### SET EXERCISE:
Could you update the records below by changing every "integer pixel coordinates" to "whole-number pixel coordinates", leaving everything else as it is and omitting the pictures?

_ _ _

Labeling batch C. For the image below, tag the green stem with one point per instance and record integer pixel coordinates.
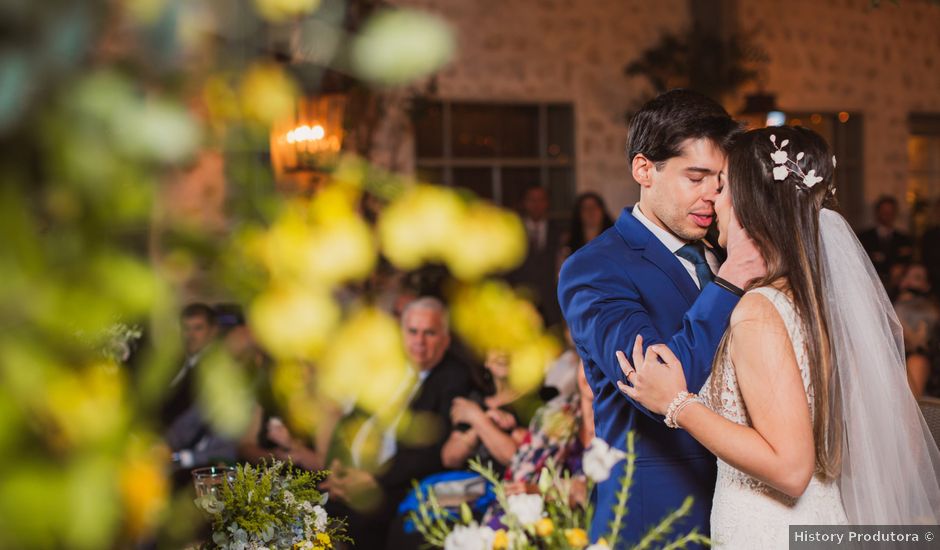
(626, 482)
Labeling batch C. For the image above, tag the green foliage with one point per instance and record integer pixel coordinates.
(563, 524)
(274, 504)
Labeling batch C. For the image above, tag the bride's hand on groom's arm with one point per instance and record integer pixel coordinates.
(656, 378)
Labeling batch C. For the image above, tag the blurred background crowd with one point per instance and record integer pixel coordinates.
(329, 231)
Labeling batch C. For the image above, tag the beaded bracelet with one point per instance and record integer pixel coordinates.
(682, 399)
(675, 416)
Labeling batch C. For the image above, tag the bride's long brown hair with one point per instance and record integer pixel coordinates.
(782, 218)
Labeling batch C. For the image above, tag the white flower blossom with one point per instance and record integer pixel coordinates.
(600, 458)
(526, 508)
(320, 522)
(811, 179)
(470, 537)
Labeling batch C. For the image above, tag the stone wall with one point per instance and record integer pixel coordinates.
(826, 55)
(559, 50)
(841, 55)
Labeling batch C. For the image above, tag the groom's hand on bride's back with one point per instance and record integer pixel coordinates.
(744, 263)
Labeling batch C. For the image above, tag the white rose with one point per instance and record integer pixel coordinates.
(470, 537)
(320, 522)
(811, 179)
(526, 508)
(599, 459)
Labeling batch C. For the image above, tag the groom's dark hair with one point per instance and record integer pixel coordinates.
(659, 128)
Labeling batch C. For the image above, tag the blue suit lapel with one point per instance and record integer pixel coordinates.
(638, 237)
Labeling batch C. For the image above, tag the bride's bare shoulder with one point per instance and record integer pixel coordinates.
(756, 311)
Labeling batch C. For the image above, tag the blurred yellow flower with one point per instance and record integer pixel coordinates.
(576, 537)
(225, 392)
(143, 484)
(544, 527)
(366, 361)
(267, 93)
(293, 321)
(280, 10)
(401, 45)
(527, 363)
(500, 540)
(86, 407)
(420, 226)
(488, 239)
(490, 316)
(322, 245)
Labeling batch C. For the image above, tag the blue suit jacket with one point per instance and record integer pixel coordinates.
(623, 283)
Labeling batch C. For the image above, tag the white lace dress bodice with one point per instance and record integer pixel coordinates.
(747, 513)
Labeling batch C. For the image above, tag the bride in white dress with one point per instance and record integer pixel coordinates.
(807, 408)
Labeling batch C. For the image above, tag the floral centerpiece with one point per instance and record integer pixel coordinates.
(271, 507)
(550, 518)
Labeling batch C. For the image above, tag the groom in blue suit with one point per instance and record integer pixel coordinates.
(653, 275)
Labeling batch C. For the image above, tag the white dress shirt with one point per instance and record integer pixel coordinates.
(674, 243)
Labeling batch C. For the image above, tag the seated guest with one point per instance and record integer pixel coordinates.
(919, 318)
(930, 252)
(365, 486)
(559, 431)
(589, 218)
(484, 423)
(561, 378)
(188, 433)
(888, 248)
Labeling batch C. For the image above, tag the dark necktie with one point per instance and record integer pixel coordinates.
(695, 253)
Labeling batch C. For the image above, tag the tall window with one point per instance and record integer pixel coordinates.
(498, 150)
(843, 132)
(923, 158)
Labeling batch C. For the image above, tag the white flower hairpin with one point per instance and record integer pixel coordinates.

_ _ _

### FULL SOLUTION:
Labeling batch C. For the image below, tag the green stem with one point per instance and record whole-number pixel coordinates.
(626, 482)
Labeling batch C. For the image above, tag the green foliage with one point per instance and record whole-number pixel coordinates.
(563, 524)
(274, 504)
Labeling batch C. For the image above, tag the bride's hand on groom's arm with one point per instance and record whole-number pixel coordinates.
(656, 378)
Labeling batch C. For the image above, tag the blurred background crowd with one point per instance and record whole-number pixel coordinates.
(329, 231)
Labeling batch C. For the image above, tag the beaded bracelet with one point per instance and record whole-number pixel coordinates.
(682, 399)
(675, 416)
Labeling batch C. For the image above, tag the bride's long brown hair with one point per instance and record whole-number pixel coordinates.
(782, 218)
Labeling batch C. For the image above, tag the white flower blossom with one point per instance and record whole-number pixel coordinates.
(600, 458)
(526, 508)
(320, 522)
(811, 179)
(470, 537)
Labeling batch C. For the image above, tag the stone wall with one point per instance and record whole-number pixel coordinates.
(826, 55)
(559, 50)
(841, 55)
Labeling batch C. For the image above, tag the groom's hand on bride's back with one point per instance and record whole-number pixel coordinates.
(744, 263)
Labeling batch C. For the image above, tag the white rose with one point per instance and record whole-number pixel coordinates.
(470, 537)
(320, 522)
(811, 179)
(526, 508)
(599, 459)
Labeling batch C. For the image above, tag the groom's dark hair with one point per instance and record whole-number pixel coordinates.
(659, 128)
Labeling batch C. For the image above, tag the blue suit lapel with one point per instance and record whole-number pixel coordinates.
(638, 237)
Labeling batch C. For the image above, tag the bride's bare shoulder with one point per instance and record whole-number pixel coordinates.
(756, 311)
Labeling batch C. For the image above, tag the blurred yellow flower with one point per instance and record whole-number pixel coordinates.
(576, 537)
(225, 392)
(143, 484)
(544, 527)
(366, 361)
(267, 93)
(293, 321)
(280, 10)
(401, 45)
(527, 363)
(500, 540)
(86, 407)
(420, 226)
(488, 239)
(490, 316)
(322, 245)
Labeling batch C. For the image above, tag the blue suit jacket with one point per instance and record whole-number pixel coordinates.
(623, 283)
Labeling batch C. For the image above, tag the white lace dress bodice with one point per instance and record whole-number pixel coordinates.
(747, 513)
Labeling batch C. For the image above, tag the bride in white dress with one point per instance and record whole-number pixel coordinates.
(807, 408)
Labeling batch C. For the image above, tag the floral centerpiece with one point per instance and record whole-number pixel coordinates.
(271, 507)
(550, 518)
Labeling batch C. For the image above, tag the groom in blue suit with one point per instance and record whole-number pixel coordinates.
(653, 275)
Labeling batch C. For the image above, tag the white dress shirt with one point per instance and record whole-number pixel coordinates.
(674, 243)
Labeling batch C. For the image above, tag the seated guest with one point per instance and record whole-number pixel coordinates.
(919, 318)
(930, 252)
(365, 486)
(559, 431)
(589, 218)
(484, 423)
(561, 378)
(188, 433)
(888, 248)
Labeling batch C. For the image above, tag the dark necktie with one point per instance and record whole-number pixel coordinates.
(695, 253)
Labeling batch C. For the image above, tag the tall window with one point per instance and record whole-number pixel coordinates.
(498, 150)
(843, 132)
(923, 158)
Labeling batch C. For the image above, tag the white flower hairpin with one point per instance and record whole-number pixel coordinates.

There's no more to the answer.